(Natural-language object grounding data)
_ _ _
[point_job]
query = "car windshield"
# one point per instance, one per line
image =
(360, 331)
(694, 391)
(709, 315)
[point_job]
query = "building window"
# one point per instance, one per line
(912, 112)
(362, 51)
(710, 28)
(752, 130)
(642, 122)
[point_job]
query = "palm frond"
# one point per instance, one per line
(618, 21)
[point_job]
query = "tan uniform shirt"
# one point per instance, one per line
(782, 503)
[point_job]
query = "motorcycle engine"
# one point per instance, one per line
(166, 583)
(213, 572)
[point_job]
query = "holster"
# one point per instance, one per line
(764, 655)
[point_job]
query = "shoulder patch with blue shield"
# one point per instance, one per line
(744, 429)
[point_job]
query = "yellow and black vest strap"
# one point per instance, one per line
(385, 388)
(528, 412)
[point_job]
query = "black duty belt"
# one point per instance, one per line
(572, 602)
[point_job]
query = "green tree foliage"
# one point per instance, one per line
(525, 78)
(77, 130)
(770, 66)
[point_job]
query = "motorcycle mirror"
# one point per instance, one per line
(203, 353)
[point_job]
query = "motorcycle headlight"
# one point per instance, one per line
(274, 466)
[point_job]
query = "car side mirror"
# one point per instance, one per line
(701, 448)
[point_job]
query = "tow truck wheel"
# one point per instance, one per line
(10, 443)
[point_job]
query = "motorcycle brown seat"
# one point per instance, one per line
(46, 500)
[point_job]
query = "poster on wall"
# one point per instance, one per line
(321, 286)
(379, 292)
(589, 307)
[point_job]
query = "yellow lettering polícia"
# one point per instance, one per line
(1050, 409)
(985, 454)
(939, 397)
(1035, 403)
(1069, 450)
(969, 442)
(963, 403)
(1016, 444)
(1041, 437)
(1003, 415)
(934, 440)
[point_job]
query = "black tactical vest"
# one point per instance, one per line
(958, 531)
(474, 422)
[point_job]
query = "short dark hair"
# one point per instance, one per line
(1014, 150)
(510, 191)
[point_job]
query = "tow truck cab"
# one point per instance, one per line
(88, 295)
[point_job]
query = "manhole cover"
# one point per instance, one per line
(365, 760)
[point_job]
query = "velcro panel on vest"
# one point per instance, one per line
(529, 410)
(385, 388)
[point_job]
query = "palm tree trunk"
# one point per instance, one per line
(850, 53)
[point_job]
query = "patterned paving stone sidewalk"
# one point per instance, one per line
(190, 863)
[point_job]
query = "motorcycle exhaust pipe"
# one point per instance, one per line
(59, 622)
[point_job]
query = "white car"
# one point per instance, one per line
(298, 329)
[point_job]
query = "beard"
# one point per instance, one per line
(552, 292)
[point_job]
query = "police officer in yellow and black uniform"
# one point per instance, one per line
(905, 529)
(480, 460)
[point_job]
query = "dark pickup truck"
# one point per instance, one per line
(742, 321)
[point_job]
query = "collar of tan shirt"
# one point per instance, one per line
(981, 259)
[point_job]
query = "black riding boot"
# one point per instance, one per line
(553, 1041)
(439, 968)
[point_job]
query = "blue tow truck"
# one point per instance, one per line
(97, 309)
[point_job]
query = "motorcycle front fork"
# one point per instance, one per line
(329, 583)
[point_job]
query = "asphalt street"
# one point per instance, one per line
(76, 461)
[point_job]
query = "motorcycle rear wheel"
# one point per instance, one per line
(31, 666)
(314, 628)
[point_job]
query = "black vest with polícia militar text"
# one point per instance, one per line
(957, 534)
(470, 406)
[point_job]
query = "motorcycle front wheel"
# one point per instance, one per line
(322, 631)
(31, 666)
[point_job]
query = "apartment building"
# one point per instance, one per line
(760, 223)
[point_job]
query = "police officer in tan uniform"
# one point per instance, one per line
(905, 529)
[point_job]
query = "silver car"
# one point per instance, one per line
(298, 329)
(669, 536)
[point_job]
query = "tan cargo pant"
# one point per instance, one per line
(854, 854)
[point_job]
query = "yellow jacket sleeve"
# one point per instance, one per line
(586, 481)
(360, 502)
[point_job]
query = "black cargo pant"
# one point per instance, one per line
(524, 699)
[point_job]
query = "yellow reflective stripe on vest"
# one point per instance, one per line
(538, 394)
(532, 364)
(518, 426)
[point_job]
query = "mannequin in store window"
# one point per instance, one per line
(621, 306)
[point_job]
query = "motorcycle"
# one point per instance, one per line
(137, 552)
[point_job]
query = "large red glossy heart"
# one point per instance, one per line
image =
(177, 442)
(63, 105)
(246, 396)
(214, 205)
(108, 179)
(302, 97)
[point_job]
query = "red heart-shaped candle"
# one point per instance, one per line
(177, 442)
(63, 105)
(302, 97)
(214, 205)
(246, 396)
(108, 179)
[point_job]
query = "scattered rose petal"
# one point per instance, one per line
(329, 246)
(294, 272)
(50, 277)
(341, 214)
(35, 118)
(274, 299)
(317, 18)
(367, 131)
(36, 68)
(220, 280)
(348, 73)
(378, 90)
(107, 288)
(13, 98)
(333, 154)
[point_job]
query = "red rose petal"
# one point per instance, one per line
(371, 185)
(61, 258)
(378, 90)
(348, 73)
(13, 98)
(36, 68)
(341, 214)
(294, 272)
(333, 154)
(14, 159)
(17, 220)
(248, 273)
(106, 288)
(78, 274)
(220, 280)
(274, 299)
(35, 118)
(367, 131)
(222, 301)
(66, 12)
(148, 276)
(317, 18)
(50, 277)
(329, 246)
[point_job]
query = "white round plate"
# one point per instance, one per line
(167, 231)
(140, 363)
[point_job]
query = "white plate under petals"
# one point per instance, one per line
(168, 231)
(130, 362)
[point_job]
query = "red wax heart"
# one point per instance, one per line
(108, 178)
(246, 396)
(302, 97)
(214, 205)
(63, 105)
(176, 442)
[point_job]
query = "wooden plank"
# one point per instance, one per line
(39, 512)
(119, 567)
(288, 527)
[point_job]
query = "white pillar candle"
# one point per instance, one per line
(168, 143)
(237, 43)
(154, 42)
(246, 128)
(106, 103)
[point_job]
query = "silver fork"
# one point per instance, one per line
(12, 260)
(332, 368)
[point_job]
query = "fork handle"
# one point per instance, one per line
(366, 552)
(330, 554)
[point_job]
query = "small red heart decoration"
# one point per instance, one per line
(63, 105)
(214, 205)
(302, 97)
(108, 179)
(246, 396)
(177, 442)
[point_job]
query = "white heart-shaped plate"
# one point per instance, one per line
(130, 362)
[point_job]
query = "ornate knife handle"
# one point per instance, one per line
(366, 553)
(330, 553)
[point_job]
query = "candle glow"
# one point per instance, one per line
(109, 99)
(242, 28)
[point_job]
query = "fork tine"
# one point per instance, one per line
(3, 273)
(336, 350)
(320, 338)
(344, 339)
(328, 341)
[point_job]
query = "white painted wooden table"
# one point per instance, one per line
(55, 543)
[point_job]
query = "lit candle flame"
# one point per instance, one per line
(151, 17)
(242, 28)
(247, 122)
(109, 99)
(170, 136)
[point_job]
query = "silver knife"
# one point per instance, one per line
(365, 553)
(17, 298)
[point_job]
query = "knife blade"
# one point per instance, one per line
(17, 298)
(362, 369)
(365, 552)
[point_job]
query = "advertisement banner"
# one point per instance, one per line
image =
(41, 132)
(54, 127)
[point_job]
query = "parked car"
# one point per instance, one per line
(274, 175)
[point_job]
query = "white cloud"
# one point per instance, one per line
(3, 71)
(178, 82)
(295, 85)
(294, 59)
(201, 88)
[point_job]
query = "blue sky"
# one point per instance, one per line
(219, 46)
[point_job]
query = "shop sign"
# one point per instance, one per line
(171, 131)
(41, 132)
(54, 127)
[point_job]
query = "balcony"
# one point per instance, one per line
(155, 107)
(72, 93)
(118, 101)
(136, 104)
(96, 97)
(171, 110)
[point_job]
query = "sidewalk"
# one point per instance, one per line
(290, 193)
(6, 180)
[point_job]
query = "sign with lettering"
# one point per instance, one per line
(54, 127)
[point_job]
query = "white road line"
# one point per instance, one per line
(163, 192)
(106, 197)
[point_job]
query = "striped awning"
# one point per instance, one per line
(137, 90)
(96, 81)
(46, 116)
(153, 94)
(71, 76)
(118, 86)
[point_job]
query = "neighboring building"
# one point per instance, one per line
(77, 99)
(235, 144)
_ _ _
__REQUIRED WORK__:
Filter by the word "black": copy every line of the data that holds it.

__RESPONSE BELOW__:
query = "yellow and black vest strap"
query = "black duty belt"
query = "black tactical vest"
query = "police officer in yellow and black uniform"
query = "black riding boot"
query = "black vest with polícia militar text"
query = "black cargo pant"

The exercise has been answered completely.